WHAT THIS TASK INVOLVES: A letter-for-letter copy of the listing is required, with no pictures in it.

(DATA Opens)

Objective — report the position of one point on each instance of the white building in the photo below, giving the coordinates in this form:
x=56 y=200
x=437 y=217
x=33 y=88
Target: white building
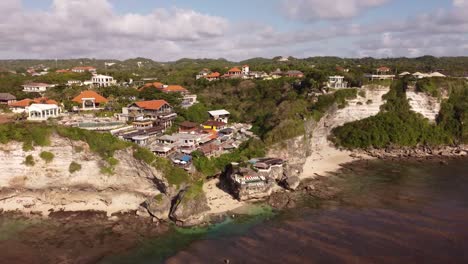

(DATA Closes)

RESPONSE TO THE EXERCISE:
Objective — report the position of one point on each instance of the white building in the photo below, giving the coordinates in this form:
x=56 y=200
x=437 y=217
x=33 y=88
Target: white building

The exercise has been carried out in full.